▶ _EXERCISE DESCRIPTION_:
Beginning with the line that contains "Teacher note: indicate the train", transcribe every line through the end of the entries exactly as written, and reproduce nothing else.

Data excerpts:
=== Section Start ===

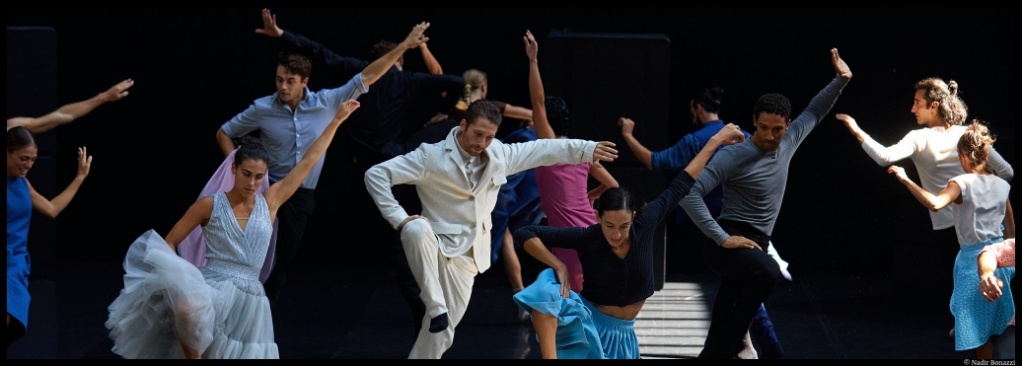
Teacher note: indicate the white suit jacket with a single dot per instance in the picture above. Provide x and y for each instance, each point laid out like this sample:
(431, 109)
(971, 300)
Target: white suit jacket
(458, 213)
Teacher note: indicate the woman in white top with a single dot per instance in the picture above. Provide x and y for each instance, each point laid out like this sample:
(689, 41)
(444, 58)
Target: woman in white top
(933, 147)
(981, 201)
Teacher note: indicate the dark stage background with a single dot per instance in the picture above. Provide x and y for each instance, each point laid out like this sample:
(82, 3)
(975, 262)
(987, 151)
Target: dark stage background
(196, 67)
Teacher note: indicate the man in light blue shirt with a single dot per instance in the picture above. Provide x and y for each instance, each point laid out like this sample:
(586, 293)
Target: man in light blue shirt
(288, 122)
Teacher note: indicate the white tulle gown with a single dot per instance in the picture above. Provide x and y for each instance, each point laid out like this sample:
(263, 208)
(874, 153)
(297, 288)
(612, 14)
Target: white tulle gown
(221, 310)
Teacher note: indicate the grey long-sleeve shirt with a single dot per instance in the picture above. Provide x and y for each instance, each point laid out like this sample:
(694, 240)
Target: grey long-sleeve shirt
(754, 180)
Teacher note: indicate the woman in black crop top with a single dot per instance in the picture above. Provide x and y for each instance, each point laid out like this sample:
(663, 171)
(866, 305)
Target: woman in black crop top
(616, 255)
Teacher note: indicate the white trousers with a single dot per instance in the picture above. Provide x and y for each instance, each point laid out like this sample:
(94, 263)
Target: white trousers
(446, 285)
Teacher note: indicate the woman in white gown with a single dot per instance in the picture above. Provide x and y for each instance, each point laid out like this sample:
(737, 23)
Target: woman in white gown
(171, 309)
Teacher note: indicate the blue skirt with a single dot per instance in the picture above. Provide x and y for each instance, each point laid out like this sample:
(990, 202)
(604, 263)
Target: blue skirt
(976, 319)
(583, 331)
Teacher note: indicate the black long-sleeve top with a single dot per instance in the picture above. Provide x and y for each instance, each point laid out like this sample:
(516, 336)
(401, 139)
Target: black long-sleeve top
(609, 279)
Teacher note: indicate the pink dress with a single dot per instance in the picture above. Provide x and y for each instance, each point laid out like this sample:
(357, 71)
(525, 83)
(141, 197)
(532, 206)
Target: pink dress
(564, 197)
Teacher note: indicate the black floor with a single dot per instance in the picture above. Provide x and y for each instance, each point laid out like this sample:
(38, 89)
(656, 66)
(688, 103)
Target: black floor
(358, 314)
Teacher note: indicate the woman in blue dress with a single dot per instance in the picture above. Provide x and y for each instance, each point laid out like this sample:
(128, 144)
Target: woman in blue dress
(22, 198)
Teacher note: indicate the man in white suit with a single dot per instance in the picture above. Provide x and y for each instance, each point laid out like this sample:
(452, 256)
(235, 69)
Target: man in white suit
(458, 180)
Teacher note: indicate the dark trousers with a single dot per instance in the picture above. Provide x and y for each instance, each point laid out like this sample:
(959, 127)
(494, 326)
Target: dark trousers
(14, 330)
(747, 278)
(761, 331)
(292, 218)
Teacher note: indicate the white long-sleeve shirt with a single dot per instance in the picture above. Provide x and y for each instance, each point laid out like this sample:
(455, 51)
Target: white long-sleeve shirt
(934, 151)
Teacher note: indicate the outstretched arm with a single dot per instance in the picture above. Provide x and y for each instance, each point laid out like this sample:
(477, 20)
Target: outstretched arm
(67, 112)
(990, 258)
(644, 154)
(536, 91)
(282, 190)
(378, 67)
(52, 208)
(728, 135)
(948, 194)
(1009, 221)
(431, 63)
(272, 29)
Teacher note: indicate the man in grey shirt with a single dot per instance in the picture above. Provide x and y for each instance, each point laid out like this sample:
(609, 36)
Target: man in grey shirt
(288, 122)
(754, 175)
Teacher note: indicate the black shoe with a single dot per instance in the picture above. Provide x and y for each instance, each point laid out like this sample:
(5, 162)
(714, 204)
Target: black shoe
(438, 323)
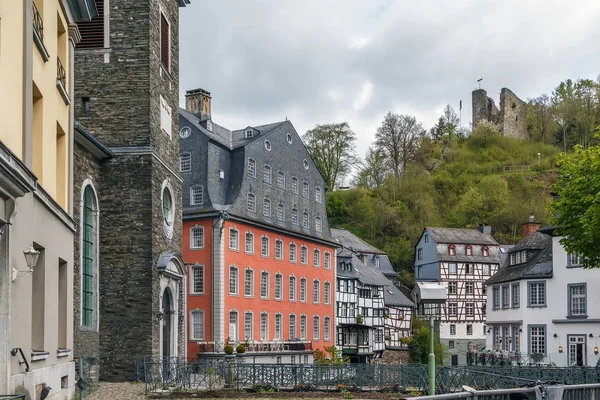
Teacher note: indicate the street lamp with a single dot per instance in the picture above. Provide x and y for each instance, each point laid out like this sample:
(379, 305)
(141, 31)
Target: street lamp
(430, 298)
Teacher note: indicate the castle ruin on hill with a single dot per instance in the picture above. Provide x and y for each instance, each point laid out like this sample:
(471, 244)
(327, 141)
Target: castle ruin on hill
(511, 117)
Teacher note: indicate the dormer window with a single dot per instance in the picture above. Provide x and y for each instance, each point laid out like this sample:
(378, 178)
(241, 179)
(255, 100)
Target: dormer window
(452, 250)
(485, 251)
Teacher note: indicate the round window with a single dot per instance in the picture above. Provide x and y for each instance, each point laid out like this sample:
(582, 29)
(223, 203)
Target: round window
(185, 132)
(168, 209)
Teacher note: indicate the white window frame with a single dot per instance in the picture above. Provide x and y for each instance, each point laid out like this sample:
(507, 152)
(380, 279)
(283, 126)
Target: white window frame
(303, 255)
(316, 327)
(303, 284)
(278, 249)
(292, 288)
(249, 283)
(234, 280)
(264, 246)
(267, 208)
(196, 191)
(197, 334)
(249, 244)
(264, 326)
(267, 175)
(234, 239)
(193, 269)
(278, 289)
(252, 168)
(316, 258)
(251, 203)
(264, 284)
(185, 162)
(194, 243)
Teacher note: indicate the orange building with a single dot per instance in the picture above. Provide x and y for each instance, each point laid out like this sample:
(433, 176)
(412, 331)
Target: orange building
(258, 249)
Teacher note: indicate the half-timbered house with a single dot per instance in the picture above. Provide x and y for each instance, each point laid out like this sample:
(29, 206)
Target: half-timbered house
(369, 307)
(463, 259)
(541, 308)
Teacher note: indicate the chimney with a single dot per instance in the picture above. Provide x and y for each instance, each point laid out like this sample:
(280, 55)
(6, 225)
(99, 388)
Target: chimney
(198, 102)
(530, 226)
(483, 228)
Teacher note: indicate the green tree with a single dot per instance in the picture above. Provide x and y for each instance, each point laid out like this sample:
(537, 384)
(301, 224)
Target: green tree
(577, 208)
(540, 121)
(372, 171)
(398, 138)
(420, 343)
(332, 148)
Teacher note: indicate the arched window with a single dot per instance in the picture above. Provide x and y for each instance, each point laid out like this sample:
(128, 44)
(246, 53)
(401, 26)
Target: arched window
(267, 208)
(452, 250)
(318, 224)
(264, 285)
(264, 246)
(251, 203)
(249, 245)
(251, 168)
(248, 282)
(267, 175)
(197, 237)
(89, 258)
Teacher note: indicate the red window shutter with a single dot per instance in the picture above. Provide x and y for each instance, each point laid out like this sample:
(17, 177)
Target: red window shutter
(165, 50)
(92, 32)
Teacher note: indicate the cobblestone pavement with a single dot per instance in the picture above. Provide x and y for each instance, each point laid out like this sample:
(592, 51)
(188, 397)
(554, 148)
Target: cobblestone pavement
(119, 391)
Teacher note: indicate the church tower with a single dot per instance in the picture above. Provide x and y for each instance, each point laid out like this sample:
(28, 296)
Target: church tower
(126, 97)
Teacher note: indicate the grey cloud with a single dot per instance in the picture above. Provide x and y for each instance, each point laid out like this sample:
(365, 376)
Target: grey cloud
(265, 60)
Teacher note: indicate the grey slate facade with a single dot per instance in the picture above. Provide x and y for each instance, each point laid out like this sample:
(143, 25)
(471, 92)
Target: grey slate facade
(123, 89)
(229, 153)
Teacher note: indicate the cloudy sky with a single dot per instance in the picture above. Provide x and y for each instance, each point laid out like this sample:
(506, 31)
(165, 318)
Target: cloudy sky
(322, 61)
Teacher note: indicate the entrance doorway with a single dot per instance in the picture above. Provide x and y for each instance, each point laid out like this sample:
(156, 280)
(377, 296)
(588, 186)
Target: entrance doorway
(577, 350)
(167, 316)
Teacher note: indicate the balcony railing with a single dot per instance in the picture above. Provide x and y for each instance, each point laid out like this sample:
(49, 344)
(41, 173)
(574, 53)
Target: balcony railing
(257, 347)
(61, 81)
(38, 33)
(38, 23)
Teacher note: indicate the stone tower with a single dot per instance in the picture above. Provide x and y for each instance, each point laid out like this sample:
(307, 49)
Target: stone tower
(510, 118)
(126, 95)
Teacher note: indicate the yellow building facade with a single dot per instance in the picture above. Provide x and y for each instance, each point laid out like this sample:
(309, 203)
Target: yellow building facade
(37, 39)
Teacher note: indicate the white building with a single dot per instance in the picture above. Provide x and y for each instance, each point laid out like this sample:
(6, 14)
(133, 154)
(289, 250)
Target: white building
(462, 259)
(541, 309)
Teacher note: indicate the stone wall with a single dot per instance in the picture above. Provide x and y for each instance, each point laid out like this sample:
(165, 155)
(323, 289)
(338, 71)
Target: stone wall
(124, 83)
(395, 356)
(85, 168)
(510, 117)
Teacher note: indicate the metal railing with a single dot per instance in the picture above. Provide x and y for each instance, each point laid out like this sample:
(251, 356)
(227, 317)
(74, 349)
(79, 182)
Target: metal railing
(566, 392)
(257, 347)
(38, 23)
(61, 75)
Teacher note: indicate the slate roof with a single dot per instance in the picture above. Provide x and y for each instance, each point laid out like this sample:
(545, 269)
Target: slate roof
(461, 235)
(350, 240)
(392, 296)
(385, 265)
(538, 265)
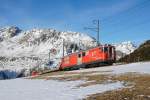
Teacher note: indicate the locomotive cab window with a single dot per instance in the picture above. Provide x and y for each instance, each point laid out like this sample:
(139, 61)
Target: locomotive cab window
(83, 54)
(79, 55)
(105, 49)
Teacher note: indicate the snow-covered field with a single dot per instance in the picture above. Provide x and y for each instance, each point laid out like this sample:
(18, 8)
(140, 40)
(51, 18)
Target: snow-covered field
(24, 89)
(40, 89)
(22, 51)
(141, 67)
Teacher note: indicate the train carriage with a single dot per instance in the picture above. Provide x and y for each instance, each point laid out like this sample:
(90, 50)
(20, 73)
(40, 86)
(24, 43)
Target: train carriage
(100, 55)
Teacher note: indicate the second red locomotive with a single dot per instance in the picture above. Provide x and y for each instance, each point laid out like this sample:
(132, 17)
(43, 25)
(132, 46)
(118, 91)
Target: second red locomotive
(104, 54)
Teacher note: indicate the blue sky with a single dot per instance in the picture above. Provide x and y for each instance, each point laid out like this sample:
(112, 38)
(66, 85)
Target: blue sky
(120, 20)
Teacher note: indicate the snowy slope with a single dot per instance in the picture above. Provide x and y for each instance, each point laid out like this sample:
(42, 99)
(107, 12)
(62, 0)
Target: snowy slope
(22, 51)
(25, 50)
(26, 89)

=== Section End ===

▶ _RESPONSE FOR THIS EXERCISE_:
Teacher note: indicate the train carriage with a single dot per instance in the picture above. Provide x and y for each instance, each point laid out like this sample:
(90, 50)
(20, 73)
(40, 86)
(24, 43)
Target: train carriage
(100, 55)
Teacher note: indicate the second red locomotive with a single dot per instance in the picture above. Provide x and y for each instance, each point laid out like this sample:
(132, 17)
(43, 25)
(132, 46)
(118, 91)
Target: second red locomotive
(104, 54)
Teacher note: indicate the blue sky with a single dot per instance in the picture above. Provide x and y for each instance, each point laid out like this sample:
(112, 38)
(66, 85)
Target: blue sky
(120, 20)
Teacher note: indicate the snowy slope with a single dot per instance in the picture above. Provide x and y for each instance, each point laid out like this sample:
(42, 99)
(107, 12)
(62, 0)
Target: snowy slope
(22, 51)
(25, 50)
(26, 89)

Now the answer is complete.